> [Selected excerpt]

Many of us recall the words of John Fitzgerald Kennedy: "As we express our gratitude, we must never forget that the highest appreciation is not to utter words, but to live by them."
At this time, we pay special tribute to our American veterans and to all of our current armed service personnel. They are to never be forgotten. We are indebted to them, and we salute them for their extraordinary bravery and noble sacrifice. And to their loved ones, we express heartfelt tribute as well.
The story of America has been written, in large part, by the selfless and noble deeds of hard-working and dedicated men and women committed to liberty and justice in a free society. Our American Veterans and Service Personnel are, among others, truly endemic of that ranking. We commemorate Veterans' Day to honor the men and women who have served in our Armed Forces.
We pay tribute to them for their virtuous defense of our homeland and liberty, and thank them for their sacrifice on our behalf. As General Norman Schwarzkopf often quipped, "It doesn't take a hero to order people into battle, it takes a hero to be one of those individuals who go into battle."
Indeed, the legions of those who served in the past and who are currently serving help to preserve the dignity of a free society. Their dedication to duty is the springboard which supports freedom.
The great American story is that we, as a society, are able to govern ourselves and our wrongs are able to be controlled by balances of power. Truly, our veterans represent freedom at its best and liberty at its finest.
They are our national heroes and warriors. The cost of freedom is not purchased in a lump sum. It is paid in installments by our veterans and members of our armed services. What Winston Churchill said of the Royal Air Force is true of our veterans and our heritage, "Never before have so few, done so much, for so many."

> [Dataset excerpts]
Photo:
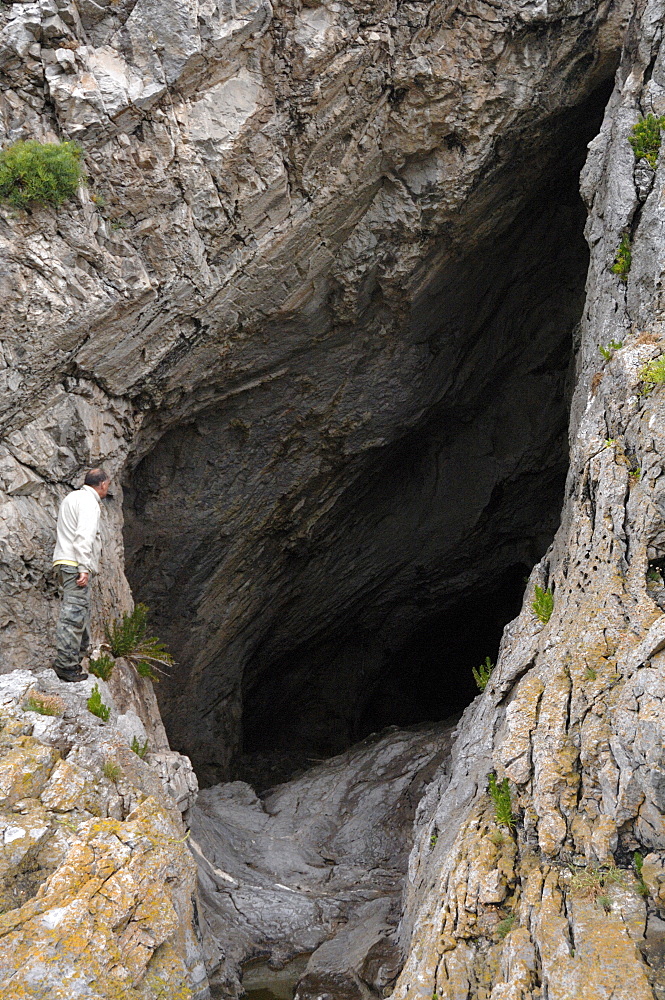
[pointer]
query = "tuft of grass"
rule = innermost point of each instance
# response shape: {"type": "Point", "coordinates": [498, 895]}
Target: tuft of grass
{"type": "Point", "coordinates": [482, 674]}
{"type": "Point", "coordinates": [652, 374]}
{"type": "Point", "coordinates": [543, 604]}
{"type": "Point", "coordinates": [608, 352]}
{"type": "Point", "coordinates": [591, 882]}
{"type": "Point", "coordinates": [623, 258]}
{"type": "Point", "coordinates": [128, 637]}
{"type": "Point", "coordinates": [44, 704]}
{"type": "Point", "coordinates": [97, 706]}
{"type": "Point", "coordinates": [111, 770]}
{"type": "Point", "coordinates": [140, 749]}
{"type": "Point", "coordinates": [505, 926]}
{"type": "Point", "coordinates": [102, 667]}
{"type": "Point", "coordinates": [46, 173]}
{"type": "Point", "coordinates": [645, 138]}
{"type": "Point", "coordinates": [499, 792]}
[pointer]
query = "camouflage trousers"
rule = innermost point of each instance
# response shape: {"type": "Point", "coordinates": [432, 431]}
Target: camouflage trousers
{"type": "Point", "coordinates": [72, 637]}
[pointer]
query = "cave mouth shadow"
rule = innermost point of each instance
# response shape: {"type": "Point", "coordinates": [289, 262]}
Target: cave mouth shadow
{"type": "Point", "coordinates": [514, 307]}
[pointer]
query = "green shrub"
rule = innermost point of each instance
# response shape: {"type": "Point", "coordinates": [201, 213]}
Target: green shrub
{"type": "Point", "coordinates": [102, 667]}
{"type": "Point", "coordinates": [504, 927]}
{"type": "Point", "coordinates": [543, 604]}
{"type": "Point", "coordinates": [482, 674]}
{"type": "Point", "coordinates": [43, 172]}
{"type": "Point", "coordinates": [645, 138]}
{"type": "Point", "coordinates": [111, 770]}
{"type": "Point", "coordinates": [500, 794]}
{"type": "Point", "coordinates": [97, 706]}
{"type": "Point", "coordinates": [607, 352]}
{"type": "Point", "coordinates": [653, 374]}
{"type": "Point", "coordinates": [623, 258]}
{"type": "Point", "coordinates": [128, 637]}
{"type": "Point", "coordinates": [140, 749]}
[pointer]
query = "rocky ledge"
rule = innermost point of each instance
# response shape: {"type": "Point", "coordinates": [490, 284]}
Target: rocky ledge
{"type": "Point", "coordinates": [98, 884]}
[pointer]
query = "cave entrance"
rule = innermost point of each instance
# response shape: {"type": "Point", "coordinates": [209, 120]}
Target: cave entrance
{"type": "Point", "coordinates": [312, 594]}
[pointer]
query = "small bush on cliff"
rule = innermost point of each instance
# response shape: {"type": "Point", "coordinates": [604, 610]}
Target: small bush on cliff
{"type": "Point", "coordinates": [645, 138]}
{"type": "Point", "coordinates": [140, 749]}
{"type": "Point", "coordinates": [653, 374]}
{"type": "Point", "coordinates": [128, 637]}
{"type": "Point", "coordinates": [102, 667]}
{"type": "Point", "coordinates": [499, 792]}
{"type": "Point", "coordinates": [41, 172]}
{"type": "Point", "coordinates": [543, 604]}
{"type": "Point", "coordinates": [623, 258]}
{"type": "Point", "coordinates": [482, 674]}
{"type": "Point", "coordinates": [44, 704]}
{"type": "Point", "coordinates": [97, 706]}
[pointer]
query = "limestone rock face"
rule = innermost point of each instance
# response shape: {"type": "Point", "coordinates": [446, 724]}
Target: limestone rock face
{"type": "Point", "coordinates": [98, 884]}
{"type": "Point", "coordinates": [573, 716]}
{"type": "Point", "coordinates": [315, 310]}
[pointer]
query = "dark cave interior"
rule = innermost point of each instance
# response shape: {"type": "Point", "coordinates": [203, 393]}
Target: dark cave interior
{"type": "Point", "coordinates": [408, 582]}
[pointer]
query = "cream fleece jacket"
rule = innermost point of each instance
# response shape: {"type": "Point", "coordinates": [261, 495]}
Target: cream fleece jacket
{"type": "Point", "coordinates": [77, 539]}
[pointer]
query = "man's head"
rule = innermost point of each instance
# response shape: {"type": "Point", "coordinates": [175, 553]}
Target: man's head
{"type": "Point", "coordinates": [99, 480]}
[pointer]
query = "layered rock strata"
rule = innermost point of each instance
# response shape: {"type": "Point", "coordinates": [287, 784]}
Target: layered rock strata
{"type": "Point", "coordinates": [573, 716]}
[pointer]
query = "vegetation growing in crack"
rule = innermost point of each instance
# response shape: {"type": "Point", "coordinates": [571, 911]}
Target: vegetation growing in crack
{"type": "Point", "coordinates": [543, 604]}
{"type": "Point", "coordinates": [592, 882]}
{"type": "Point", "coordinates": [652, 374]}
{"type": "Point", "coordinates": [608, 352]}
{"type": "Point", "coordinates": [504, 927]}
{"type": "Point", "coordinates": [102, 667]}
{"type": "Point", "coordinates": [128, 637]}
{"type": "Point", "coordinates": [44, 704]}
{"type": "Point", "coordinates": [112, 770]}
{"type": "Point", "coordinates": [645, 138]}
{"type": "Point", "coordinates": [482, 674]}
{"type": "Point", "coordinates": [46, 173]}
{"type": "Point", "coordinates": [499, 792]}
{"type": "Point", "coordinates": [623, 258]}
{"type": "Point", "coordinates": [638, 865]}
{"type": "Point", "coordinates": [97, 706]}
{"type": "Point", "coordinates": [140, 749]}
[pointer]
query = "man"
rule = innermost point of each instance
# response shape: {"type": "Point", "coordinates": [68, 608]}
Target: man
{"type": "Point", "coordinates": [76, 557]}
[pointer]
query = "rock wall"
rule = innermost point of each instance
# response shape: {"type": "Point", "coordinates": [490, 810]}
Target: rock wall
{"type": "Point", "coordinates": [98, 889]}
{"type": "Point", "coordinates": [573, 714]}
{"type": "Point", "coordinates": [268, 282]}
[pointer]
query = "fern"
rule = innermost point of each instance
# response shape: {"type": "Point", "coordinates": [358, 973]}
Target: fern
{"type": "Point", "coordinates": [128, 637]}
{"type": "Point", "coordinates": [97, 706]}
{"type": "Point", "coordinates": [500, 795]}
{"type": "Point", "coordinates": [482, 674]}
{"type": "Point", "coordinates": [543, 604]}
{"type": "Point", "coordinates": [645, 138]}
{"type": "Point", "coordinates": [653, 374]}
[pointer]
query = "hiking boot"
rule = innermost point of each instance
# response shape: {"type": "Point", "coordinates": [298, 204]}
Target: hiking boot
{"type": "Point", "coordinates": [72, 677]}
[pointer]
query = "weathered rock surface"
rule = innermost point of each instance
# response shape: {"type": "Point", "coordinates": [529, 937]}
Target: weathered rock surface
{"type": "Point", "coordinates": [315, 866]}
{"type": "Point", "coordinates": [324, 277]}
{"type": "Point", "coordinates": [98, 885]}
{"type": "Point", "coordinates": [573, 716]}
{"type": "Point", "coordinates": [272, 276]}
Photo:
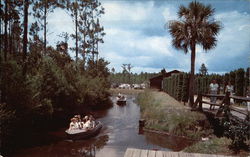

> [Required actions]
[1] Rewrite the Veterans Day tribute between "At this time, we" and "our Armed Forces.", inclusive, replacing "bravery" with "courage".
[2] Extract every line of the listing that contains the word "jacket".
The listing has no connection to the Veterans Day tribute.

> [Task-by-task solutions]
[1]
At this time, we pay special tribute to our American veterans and to all of our current armed service personnel. They are to never be forgotten. We are indebted to them, and we salute them for their extraordinary courage and noble sacrifice. And to their loved ones, we express heartfelt tribute as well.
The story of America has been written, in large part, by the selfless and noble deeds of hard-working and dedicated men and women committed to liberty and justice in a free society. Our American Veterans and Service Personnel are, among others, truly endemic of that ranking. We commemorate Veterans' Day to honor the men and women who have served in our Armed Forces.

[2]
query = "cream fleece jacket"
Target: cream fleece jacket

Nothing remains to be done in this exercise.